• PROBLEM REQUIREMENTS: Copy out everything from the line containing "Return the outline of every instance of the front" down to the line containing "M155 98L158 98L158", swapping "front door" for "entrance" and leaving everything else as it is.

• SUPPLIED MATERIAL:
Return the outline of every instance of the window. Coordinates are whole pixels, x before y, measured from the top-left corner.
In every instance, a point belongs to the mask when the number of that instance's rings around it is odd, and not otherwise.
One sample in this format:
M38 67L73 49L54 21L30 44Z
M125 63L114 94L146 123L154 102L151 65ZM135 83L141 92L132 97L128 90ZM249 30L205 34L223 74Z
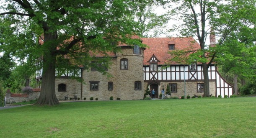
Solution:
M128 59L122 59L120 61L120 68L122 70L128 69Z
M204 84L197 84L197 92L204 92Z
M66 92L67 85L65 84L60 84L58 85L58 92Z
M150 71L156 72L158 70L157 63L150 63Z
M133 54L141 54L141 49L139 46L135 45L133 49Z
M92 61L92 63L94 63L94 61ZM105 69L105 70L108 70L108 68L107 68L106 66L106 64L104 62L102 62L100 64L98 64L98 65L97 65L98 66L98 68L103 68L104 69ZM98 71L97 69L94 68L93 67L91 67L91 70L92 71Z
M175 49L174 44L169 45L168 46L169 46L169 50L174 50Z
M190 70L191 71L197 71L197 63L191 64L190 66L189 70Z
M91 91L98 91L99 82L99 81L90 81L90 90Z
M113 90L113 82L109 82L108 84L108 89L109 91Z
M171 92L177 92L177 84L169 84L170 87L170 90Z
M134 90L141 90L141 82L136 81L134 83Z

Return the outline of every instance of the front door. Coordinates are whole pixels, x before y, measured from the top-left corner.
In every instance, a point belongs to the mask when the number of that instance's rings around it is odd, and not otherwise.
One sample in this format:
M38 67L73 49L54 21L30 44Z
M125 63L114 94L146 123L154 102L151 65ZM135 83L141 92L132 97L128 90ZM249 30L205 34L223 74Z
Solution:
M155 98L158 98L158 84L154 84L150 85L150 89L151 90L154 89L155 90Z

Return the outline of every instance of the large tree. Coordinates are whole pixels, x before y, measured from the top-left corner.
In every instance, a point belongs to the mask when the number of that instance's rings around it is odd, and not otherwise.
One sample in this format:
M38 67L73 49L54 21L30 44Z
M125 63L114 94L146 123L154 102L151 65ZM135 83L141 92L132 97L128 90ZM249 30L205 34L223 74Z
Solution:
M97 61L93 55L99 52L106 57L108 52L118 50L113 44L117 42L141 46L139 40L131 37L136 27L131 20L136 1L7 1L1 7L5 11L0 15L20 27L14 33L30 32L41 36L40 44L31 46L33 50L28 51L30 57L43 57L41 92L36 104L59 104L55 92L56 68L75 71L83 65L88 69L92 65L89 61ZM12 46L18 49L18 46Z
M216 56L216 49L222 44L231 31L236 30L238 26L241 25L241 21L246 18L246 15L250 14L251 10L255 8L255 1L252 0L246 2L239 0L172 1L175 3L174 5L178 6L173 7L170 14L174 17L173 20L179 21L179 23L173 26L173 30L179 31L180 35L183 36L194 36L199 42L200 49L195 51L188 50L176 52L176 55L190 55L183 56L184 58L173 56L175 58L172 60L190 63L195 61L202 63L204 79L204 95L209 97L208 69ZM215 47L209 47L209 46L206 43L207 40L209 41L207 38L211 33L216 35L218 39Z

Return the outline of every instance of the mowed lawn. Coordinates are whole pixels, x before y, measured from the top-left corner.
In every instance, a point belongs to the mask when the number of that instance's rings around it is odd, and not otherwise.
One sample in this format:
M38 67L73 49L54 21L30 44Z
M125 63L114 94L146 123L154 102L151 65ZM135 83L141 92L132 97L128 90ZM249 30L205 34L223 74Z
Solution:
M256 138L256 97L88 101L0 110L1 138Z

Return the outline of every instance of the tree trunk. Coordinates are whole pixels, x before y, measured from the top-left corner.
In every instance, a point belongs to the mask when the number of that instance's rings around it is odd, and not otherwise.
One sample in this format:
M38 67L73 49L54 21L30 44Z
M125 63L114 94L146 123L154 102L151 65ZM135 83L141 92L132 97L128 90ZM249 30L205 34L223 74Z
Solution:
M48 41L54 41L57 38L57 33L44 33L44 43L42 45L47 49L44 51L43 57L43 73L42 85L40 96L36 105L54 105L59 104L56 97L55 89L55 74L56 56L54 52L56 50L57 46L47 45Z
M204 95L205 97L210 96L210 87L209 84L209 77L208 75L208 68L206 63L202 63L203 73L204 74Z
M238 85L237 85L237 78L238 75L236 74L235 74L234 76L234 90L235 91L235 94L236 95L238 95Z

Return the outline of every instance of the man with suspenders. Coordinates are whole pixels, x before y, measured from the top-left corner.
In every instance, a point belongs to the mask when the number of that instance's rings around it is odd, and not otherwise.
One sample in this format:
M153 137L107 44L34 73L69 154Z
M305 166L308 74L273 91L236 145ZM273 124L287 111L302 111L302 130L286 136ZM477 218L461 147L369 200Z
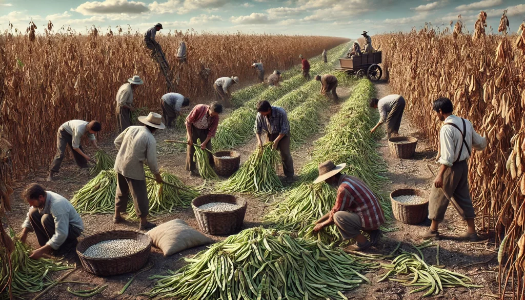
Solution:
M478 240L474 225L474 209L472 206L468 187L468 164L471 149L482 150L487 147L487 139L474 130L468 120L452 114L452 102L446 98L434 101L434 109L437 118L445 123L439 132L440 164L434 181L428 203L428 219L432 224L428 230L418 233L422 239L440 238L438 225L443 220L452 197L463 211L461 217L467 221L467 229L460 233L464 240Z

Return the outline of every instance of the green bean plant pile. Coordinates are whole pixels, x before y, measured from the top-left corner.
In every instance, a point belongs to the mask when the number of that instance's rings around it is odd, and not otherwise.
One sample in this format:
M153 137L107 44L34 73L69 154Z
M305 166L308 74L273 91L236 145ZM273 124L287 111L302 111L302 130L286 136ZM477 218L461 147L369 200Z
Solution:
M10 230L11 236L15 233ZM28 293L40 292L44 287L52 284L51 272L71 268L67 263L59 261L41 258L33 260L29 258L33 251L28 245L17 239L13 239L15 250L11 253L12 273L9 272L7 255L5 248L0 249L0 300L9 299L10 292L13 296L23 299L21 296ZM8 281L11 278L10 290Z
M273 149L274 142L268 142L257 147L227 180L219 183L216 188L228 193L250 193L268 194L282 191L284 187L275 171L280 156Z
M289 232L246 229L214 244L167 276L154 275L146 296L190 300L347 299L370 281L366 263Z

• EXERCISE ANSWER:
Return the outline of every instance of the entrance. Coordinates are whole pixels, x before y, measured from the top-left corner.
In every instance, a point belongs to the mask when the number of that instance's rings around it is odd, and not otherwise.
One sample in this format:
M38 67L73 49L54 21L30 44Z
M125 63L114 94L146 123L154 102L151 65ZM135 83L141 92L132 97L128 90ZM249 30L205 34L223 74Z
Solution:
M155 98L158 98L158 84L154 84L150 85L150 89L151 90L154 89L155 90Z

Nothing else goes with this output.